[Start of Reading passage]
# Introduction to tidystats

#### 2024-07-14

Source:`vignettes/introduction-to-tidystats.Rmd`

`introduction-to-tidystats.Rmd`

## Why use tidystats?

The tidystats package is designed to address two problems common in scientific research: incomplete and incorrect statistics reporting. The problem of incomplete statistics reporting likely stems from a fundamental trade-off between comprehensively reporting all statistics on the one hand and providing a clear, easy-to-read, text on the other. Word limits don’t help either. The problem of incorrect statistics reporting is likely caused by manually copy-pasting statistical output from the output window into a text editor. tidystats addresses these two problems by enabling researchers to combine the statistics from their statistical analyses into a single file, which can be shared with others and used to report statistics using a text editor add-in.

## How to use tidystats?

tidystats is designed to easily fit in your data analysis workflow.
In fact, tidystats can simply be tacked on at the end of a data analysis
session, assuming you have stored the results from each statistical
function into a variable. For example, when you create a regression
model using the `lm()`

function, you often store the result
of that analysis in a variable:

`model <- lm(extra ~ group, data = sleep)`

By storing the output of statistical functions in a variable, you can
use the `add_stats()`

function from tidystats to extract the
statistics and add them to a list. Once all the statistics are gathered
together, you save them to a .json file using the
`write_stats()`

function. This .json file can then be read by
a text editor add-in to report the statistics, or shared with others and
read into R to extract statistics (e.g., for meta-analyses).
[End of Reading passage]
[Start of Listed entries]
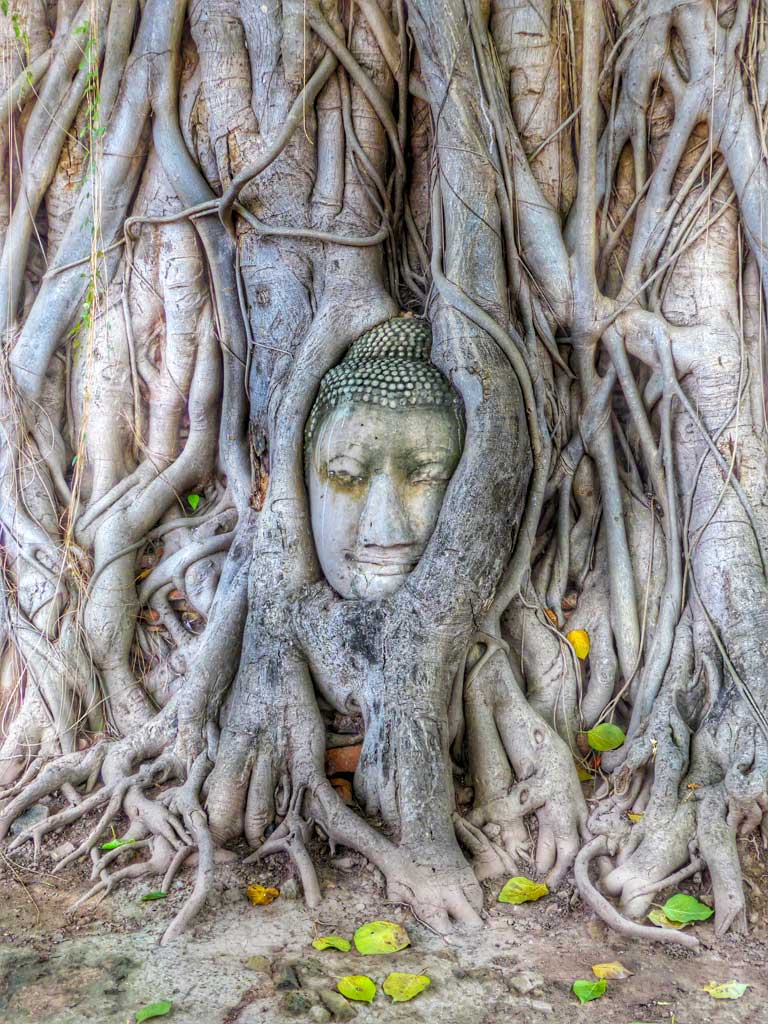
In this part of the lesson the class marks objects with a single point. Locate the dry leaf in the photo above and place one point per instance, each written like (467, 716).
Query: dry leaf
(726, 989)
(580, 641)
(261, 895)
(614, 971)
(521, 890)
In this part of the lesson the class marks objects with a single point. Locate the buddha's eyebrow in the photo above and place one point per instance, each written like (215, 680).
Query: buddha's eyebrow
(434, 450)
(344, 456)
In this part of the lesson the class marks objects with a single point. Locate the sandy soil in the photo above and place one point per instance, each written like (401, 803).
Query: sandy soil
(104, 964)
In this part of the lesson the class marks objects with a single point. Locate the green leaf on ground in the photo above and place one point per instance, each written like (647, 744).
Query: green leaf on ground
[End of Listed entries]
Direction 1> Return the part of the tidystats introduction from "#### 2024-07-14" to "text editor add-in.", word for word.
Direction 2> Carry the tidystats introduction on from its final sentence.
The entries have nothing to do with what comes next.

Right answer 1>
#### 2024-07-14

Source:`vignettes/introduction-to-tidystats.Rmd`

`introduction-to-tidystats.Rmd`

## Why use tidystats?

The tidystats package is designed to address two problems common in scientific research: incomplete and incorrect statistics reporting. The problem of incomplete statistics reporting likely stems from a fundamental trade-off between comprehensively reporting all statistics on the one hand and providing a clear, easy-to-read, text on the other. Word limits don’t help either. The problem of incorrect statistics reporting is likely caused by manually copy-pasting statistical output from the output window into a text editor. tidystats addresses these two problems by enabling researchers to combine the statistics from their statistical analyses into a single file, which can be shared with others and used to report statistics using a text editor add-in.

Right answer 2>
## An example

Below follows an example of several analyses conducted on the
`quote_source`

data contained within the tidystats package.
The data is from a large-scaled replication of Lorge & Curtiss
(1936). More details can be found in the paper of the replication effort
(Klein et al., 2014). In short, participants saw the following
quote:

“I have sworn to only live free, even if I find bitter the taste of death.”

The quote was attributed to either George Washington, a liked individual, or Osama Bin Laden, a disliked individual. Participants were asked to what extent they agree with the quote, on a 9-point Likert scale ranging from 1 (disagreement) to 9 (agreement).

We start with a bit of setup.

The main hypothesis is that people will like the quote more when it
is attributed to George Washington compared to Osama Bin Laden. We test
this hypothesis by conducting a *t*-test.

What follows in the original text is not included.